### The task
Among the entries below, take the line with "positive clicks: (746, 392)" and the line with "positive clicks: (322, 203)", and output them and every line between them exactly, with nothing else.
--- START ---
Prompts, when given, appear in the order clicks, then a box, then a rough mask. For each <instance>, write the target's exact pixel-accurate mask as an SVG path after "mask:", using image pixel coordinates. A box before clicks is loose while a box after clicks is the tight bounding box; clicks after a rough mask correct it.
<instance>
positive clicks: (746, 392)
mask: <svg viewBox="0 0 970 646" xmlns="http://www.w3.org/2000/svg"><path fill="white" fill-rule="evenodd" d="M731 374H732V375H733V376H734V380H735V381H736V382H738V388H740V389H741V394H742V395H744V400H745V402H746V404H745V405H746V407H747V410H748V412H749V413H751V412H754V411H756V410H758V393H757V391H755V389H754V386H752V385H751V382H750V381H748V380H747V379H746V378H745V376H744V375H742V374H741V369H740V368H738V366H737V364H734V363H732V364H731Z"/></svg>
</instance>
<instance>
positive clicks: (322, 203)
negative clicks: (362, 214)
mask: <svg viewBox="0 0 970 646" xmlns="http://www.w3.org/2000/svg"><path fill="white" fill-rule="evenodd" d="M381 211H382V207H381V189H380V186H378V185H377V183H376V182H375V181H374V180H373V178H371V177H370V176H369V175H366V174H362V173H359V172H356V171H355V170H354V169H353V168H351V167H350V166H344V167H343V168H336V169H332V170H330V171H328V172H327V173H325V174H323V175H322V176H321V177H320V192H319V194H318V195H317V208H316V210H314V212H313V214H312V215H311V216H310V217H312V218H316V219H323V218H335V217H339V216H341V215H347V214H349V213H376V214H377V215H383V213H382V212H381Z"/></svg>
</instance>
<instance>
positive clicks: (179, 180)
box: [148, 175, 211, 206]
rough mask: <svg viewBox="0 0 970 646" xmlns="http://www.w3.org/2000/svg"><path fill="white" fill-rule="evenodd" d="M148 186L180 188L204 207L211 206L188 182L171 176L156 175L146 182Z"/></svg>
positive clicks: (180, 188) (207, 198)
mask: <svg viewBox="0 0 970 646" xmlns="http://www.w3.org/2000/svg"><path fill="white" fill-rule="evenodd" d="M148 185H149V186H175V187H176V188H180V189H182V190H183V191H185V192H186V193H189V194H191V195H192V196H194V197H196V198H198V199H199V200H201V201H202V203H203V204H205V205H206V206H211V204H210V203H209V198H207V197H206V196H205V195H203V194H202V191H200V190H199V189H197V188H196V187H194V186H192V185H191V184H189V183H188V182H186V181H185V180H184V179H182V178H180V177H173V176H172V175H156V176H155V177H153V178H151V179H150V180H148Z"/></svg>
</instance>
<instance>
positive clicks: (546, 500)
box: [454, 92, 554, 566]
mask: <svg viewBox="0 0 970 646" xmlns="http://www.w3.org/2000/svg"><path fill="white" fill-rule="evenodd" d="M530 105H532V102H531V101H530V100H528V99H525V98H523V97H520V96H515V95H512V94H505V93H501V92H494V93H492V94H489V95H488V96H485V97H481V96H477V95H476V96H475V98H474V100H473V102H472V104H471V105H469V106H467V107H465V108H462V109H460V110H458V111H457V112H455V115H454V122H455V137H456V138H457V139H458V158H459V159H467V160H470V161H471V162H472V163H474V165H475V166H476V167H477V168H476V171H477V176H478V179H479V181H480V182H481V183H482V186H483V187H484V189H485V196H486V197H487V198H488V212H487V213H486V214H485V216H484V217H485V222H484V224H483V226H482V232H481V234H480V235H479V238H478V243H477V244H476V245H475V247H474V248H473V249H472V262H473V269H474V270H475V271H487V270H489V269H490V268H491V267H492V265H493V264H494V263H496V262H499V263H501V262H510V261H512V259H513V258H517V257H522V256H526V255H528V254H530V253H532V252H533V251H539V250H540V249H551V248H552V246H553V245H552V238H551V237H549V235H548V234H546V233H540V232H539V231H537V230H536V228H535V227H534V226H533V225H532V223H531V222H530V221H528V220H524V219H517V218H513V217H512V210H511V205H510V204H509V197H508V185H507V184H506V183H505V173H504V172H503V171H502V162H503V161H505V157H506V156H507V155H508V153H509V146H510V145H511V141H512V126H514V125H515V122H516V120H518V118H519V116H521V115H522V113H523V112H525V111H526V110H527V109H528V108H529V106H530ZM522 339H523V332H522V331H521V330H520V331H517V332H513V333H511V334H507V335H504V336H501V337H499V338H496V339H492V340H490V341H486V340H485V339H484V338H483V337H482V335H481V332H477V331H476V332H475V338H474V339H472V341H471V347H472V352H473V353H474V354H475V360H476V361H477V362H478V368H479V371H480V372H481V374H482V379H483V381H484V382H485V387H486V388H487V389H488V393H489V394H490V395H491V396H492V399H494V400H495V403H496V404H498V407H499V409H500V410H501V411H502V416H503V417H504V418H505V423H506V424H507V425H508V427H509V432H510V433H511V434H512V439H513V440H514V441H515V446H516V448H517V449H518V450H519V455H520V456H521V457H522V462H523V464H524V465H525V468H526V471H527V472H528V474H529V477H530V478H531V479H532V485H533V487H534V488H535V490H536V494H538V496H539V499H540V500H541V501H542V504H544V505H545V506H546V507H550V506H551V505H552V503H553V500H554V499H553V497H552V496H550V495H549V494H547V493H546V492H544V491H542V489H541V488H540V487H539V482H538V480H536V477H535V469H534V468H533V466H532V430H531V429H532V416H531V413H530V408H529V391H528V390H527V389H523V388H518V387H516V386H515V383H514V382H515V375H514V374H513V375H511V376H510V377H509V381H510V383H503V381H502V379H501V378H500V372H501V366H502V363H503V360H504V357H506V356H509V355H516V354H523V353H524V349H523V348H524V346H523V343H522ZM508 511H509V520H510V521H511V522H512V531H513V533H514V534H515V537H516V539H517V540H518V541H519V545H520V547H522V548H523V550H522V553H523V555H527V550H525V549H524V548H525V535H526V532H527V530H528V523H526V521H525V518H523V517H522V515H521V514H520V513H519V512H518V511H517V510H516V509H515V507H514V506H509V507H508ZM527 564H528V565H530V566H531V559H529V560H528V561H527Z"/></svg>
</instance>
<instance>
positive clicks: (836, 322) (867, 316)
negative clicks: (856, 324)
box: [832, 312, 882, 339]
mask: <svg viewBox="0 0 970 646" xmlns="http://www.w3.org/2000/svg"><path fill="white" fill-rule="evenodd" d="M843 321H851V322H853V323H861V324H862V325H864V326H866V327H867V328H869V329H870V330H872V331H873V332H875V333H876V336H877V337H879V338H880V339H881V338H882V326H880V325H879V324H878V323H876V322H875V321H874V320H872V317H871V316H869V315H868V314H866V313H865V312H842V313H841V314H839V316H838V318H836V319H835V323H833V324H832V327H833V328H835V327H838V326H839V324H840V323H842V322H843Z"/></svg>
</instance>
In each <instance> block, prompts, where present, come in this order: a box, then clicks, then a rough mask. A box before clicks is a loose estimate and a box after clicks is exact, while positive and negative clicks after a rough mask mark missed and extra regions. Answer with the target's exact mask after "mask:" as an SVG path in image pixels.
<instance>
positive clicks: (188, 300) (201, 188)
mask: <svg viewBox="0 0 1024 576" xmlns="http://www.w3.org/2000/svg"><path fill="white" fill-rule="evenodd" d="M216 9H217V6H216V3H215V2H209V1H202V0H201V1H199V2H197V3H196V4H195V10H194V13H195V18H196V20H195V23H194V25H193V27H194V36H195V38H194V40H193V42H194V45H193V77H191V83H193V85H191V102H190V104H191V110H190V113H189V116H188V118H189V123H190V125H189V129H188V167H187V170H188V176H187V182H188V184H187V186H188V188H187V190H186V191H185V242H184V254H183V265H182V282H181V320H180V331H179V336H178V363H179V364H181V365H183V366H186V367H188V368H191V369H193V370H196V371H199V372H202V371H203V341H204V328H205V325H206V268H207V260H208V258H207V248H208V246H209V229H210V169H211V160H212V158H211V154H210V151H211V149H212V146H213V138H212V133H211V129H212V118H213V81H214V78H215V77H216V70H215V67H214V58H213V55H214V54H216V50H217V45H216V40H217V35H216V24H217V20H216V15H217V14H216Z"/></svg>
--- END ---
### Expected answer
positive clicks: (746, 392)
mask: <svg viewBox="0 0 970 646" xmlns="http://www.w3.org/2000/svg"><path fill="white" fill-rule="evenodd" d="M731 374H732V375H733V376H734V380H735V381H736V382H738V388H740V389H741V394H742V395H744V400H745V402H746V404H745V405H746V407H747V410H748V412H749V413H751V412H754V411H756V410H758V393H757V391H755V389H754V386H752V385H751V382H750V381H748V380H747V379H746V378H745V376H744V375H742V374H741V369H740V368H738V366H737V364H734V363H732V364H731Z"/></svg>
</instance>
<instance>
positive clicks: (322, 203)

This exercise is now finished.